*Trecho selecionado*

**********

O grande conflito em curso

Vivemos um embate entre impérios culturais ou há uma contradição no Ocidente?

Ilustração
Mariza Dias Costa/Folhapress

Em maio, em Châteauroux (França), a polícia prendeu um homem "convertido ao islã e radicalizado" e encontrou, na casa dele, uma bomba caseira, que ele planejava usar, segundo se expressou, "contra um clube libertino" —entende-se: uma casa de swing.

Os jornais franceses assinalaram, nessa ocasião, que mais dois homens foram inculpados, no sábado passado, na região de Sena e Marne, por um juiz antiterrorista: segundo a agência francesa de imprensa, "eles se preparavam para atacar homossexuais".

Lembrete: o atentado terrorista mais letal desde o ataque contra as Torres Gêmeas foi o assassinato de 49 pessoas numa boate gay, em Orlando, Flórida, em setembro de 2016.

Essas histórias talvez revelem apenas o óbvio: fundamentalista é alguém que persegue (ou mata) no outro seus próprios desejos, que ele tenta e não consegue controlar.

E se essas histórias revelassem algo mais? Por exemplo, se elas fossem premonitórias de um conflito social e político que logo será crucial, decisivo?

Com o fim da União Soviética, surgiu a pergunta: será que a mola de nossa História é (ainda) o conflito entre exploradores e explorados —entre trabalho e capital?

Ninguém duvida que esse conflito continue vivo. A pergunta era (e é) somente: será que ele ainda é a contradição principal de nossos tempos?

Na época, dois livros responderam a essa pergunta, chegando a conclusões parecidas.

O primeiro foi "O Fim da História e o Último Homem", de Francis Fukuyama (Rocco, 489 págs.). Segundo o autor, com o fim da guerra fria, o individualismo ocidental e a democracia liberal teriam ganho a guerra contra as ditaduras e os ideários fascista, socialista ou comunista.

**********

*Entradas fornecidas*
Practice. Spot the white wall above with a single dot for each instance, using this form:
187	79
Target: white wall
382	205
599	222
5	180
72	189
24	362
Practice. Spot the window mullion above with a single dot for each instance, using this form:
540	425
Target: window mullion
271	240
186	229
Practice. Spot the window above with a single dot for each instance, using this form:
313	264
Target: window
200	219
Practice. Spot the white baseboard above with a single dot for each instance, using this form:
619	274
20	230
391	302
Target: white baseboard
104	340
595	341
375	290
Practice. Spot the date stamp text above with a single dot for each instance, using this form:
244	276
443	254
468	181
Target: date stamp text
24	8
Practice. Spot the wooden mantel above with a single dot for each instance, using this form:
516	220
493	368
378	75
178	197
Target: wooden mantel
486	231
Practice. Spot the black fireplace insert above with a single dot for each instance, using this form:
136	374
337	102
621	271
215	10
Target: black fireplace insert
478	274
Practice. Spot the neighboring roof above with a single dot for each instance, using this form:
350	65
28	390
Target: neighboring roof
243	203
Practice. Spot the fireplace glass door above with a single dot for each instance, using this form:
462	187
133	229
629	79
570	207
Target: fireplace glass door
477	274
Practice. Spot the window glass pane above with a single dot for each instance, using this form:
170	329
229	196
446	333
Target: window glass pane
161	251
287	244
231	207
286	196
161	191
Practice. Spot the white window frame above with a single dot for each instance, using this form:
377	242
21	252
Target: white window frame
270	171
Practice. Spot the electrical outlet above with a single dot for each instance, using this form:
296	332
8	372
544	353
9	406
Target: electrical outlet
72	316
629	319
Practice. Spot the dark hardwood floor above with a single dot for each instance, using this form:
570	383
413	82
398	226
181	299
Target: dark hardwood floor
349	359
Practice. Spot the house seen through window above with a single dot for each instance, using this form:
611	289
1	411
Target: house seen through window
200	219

**********

*Exercícios*
**a)** Reproduza a passagem do trecho selecionado que vai de "Em maio, em" até "setembro de 2016.".
**b)** No trecho selecionado, contra quais ideários o individualismo ocidental e a democracia liberal teriam ganho a guerra, segundo Fukuyama? Cite todos.
**c)** Traduza para o inglês a seguinte frase do trecho selecionado: "Na época, dois livros responderam a essa pergunta, chegando a conclusões parecidas."

*Lista de respostas*
**a)**
Em maio, em Châteauroux (França), a polícia prendeu um homem "convertido ao islã e radicalizado" e encontrou, na casa dele, uma bomba caseira, que ele planejava usar, segundo se expressou, "contra um clube libertino" —entende-se: uma casa de swing.

Os jornais franceses assinalaram, nessa ocasião, que mais dois homens foram inculpados, no sábado passado, na região de Sena e Marne, por um juiz antiterrorista: segundo a agência francesa de imprensa, "eles se preparavam para atacar homossexuais".

Lembrete: o atentado terrorista mais letal desde o ataque contra as Torres Gêmeas foi o assassinato de 49 pessoas numa boate gay, em Orlando, Flórida, em setembro de 2016.

**b)** Os ideários fascista, socialista e comunista.

**c)** At the time, two books answered this question, reaching similar conclusions.